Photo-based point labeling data
###
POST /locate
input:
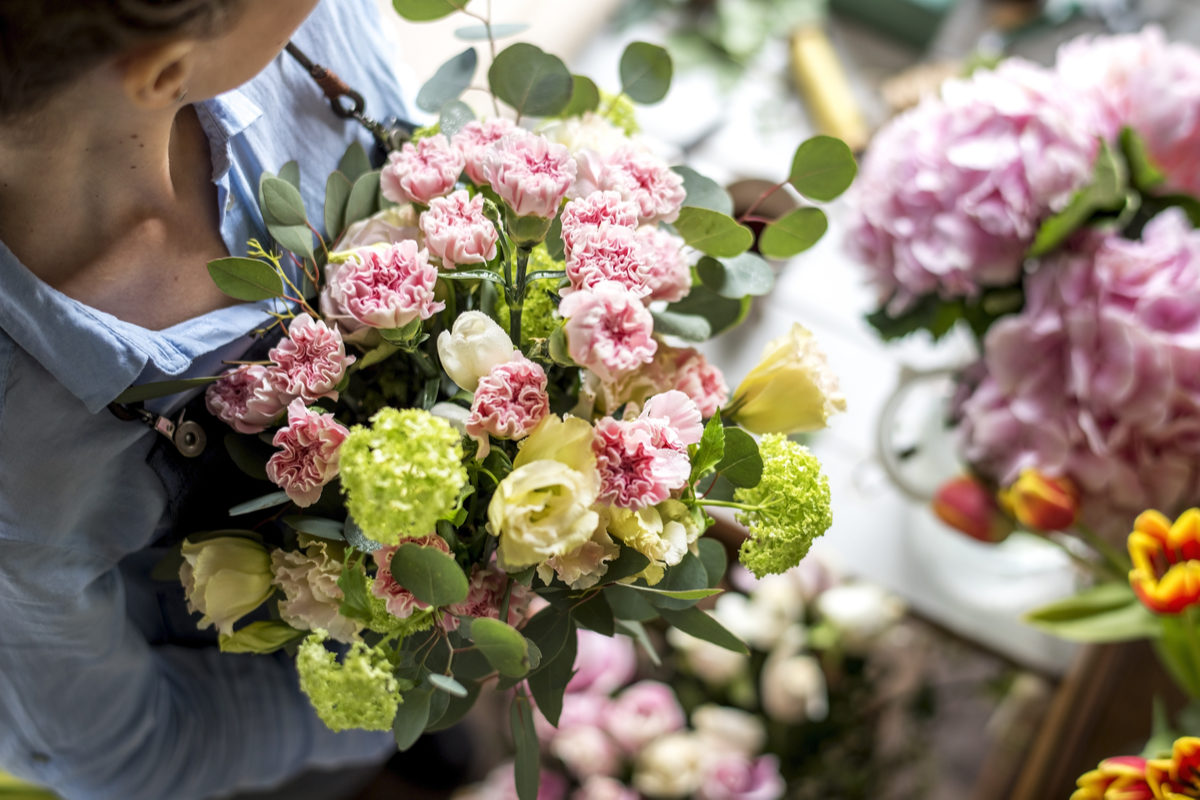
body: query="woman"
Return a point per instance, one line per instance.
(130, 155)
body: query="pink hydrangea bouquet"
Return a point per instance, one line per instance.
(483, 392)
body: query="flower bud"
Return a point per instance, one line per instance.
(969, 506)
(1042, 503)
(792, 390)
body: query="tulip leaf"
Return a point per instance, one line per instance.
(793, 233)
(741, 464)
(531, 80)
(449, 82)
(246, 278)
(646, 72)
(433, 577)
(822, 168)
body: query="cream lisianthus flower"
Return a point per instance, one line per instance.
(792, 390)
(225, 578)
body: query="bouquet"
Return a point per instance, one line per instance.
(480, 400)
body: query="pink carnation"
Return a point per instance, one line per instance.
(587, 214)
(418, 173)
(457, 232)
(475, 138)
(311, 360)
(385, 287)
(399, 600)
(245, 398)
(669, 271)
(510, 400)
(307, 456)
(637, 176)
(529, 173)
(609, 330)
(609, 253)
(952, 193)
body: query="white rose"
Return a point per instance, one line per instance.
(472, 347)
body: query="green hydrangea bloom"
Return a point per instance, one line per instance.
(359, 692)
(619, 110)
(795, 507)
(402, 474)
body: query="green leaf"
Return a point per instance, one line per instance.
(822, 168)
(258, 504)
(412, 716)
(526, 763)
(793, 233)
(161, 389)
(737, 277)
(585, 97)
(433, 577)
(364, 198)
(713, 233)
(264, 636)
(449, 82)
(531, 80)
(454, 116)
(481, 34)
(703, 192)
(317, 527)
(646, 72)
(354, 162)
(711, 449)
(502, 645)
(687, 326)
(741, 464)
(246, 278)
(702, 626)
(423, 11)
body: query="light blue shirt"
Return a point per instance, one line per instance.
(105, 691)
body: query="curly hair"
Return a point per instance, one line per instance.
(46, 44)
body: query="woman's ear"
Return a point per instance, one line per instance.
(155, 77)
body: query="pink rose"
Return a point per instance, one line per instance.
(307, 458)
(529, 173)
(311, 360)
(607, 253)
(245, 398)
(385, 287)
(643, 713)
(510, 400)
(609, 330)
(421, 172)
(457, 232)
(475, 138)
###
→ Directions
All of the material above should be reproduced exactly, except the pictures.

→ Solution to this exercise
POST /locate
input:
body: query="woman"
Return a point per instance, one line per instance.
(130, 155)
body: query="pink hydrangea bouquet"
Return a point per instance, one line per instance.
(483, 392)
body: query="flower bud"
Return a point per instance, one line per instance.
(969, 506)
(1042, 503)
(792, 390)
body: query="tulip leaf"
Return a point per instance, one line per instance.
(793, 233)
(741, 464)
(531, 80)
(449, 82)
(246, 278)
(646, 72)
(433, 577)
(822, 168)
body: query="cream lisianthus flower"
Return a point per instance, one line per instance.
(792, 390)
(225, 578)
body: query="bouquet"
Return a point per instance, one line per instance.
(480, 400)
body: query="pink carnation"
Return a point per instance, one line per instance.
(587, 214)
(418, 173)
(457, 232)
(475, 138)
(311, 360)
(385, 287)
(399, 600)
(245, 398)
(669, 271)
(510, 400)
(307, 456)
(637, 176)
(529, 173)
(609, 330)
(609, 253)
(952, 193)
body: query="white rose"
Return a point per instance, one line per instance.
(472, 347)
body: query="green hydrangea bloom"
Return a point per instance, one line per instance.
(359, 692)
(619, 110)
(795, 507)
(402, 474)
body: query="green leaf"
Return a point per instance, one line per instance.
(822, 168)
(258, 504)
(412, 716)
(526, 763)
(793, 233)
(161, 389)
(737, 277)
(585, 97)
(433, 577)
(364, 198)
(713, 233)
(264, 636)
(449, 82)
(531, 80)
(454, 116)
(481, 34)
(703, 192)
(317, 527)
(646, 72)
(354, 162)
(711, 449)
(502, 645)
(687, 326)
(741, 464)
(246, 278)
(702, 626)
(423, 11)
body: query="light blue shirt"
Return a point per instance, one line per instance.
(105, 691)
body: query="curly hair"
Return a point per instance, one line per instance.
(46, 44)
body: query="woman's ear"
Return a point per instance, one line per instance.
(155, 77)
body: query="pink rose"
Return a point per instance, one line per instance.
(307, 458)
(529, 173)
(311, 360)
(607, 253)
(245, 398)
(385, 287)
(643, 713)
(510, 400)
(609, 330)
(421, 172)
(457, 232)
(475, 138)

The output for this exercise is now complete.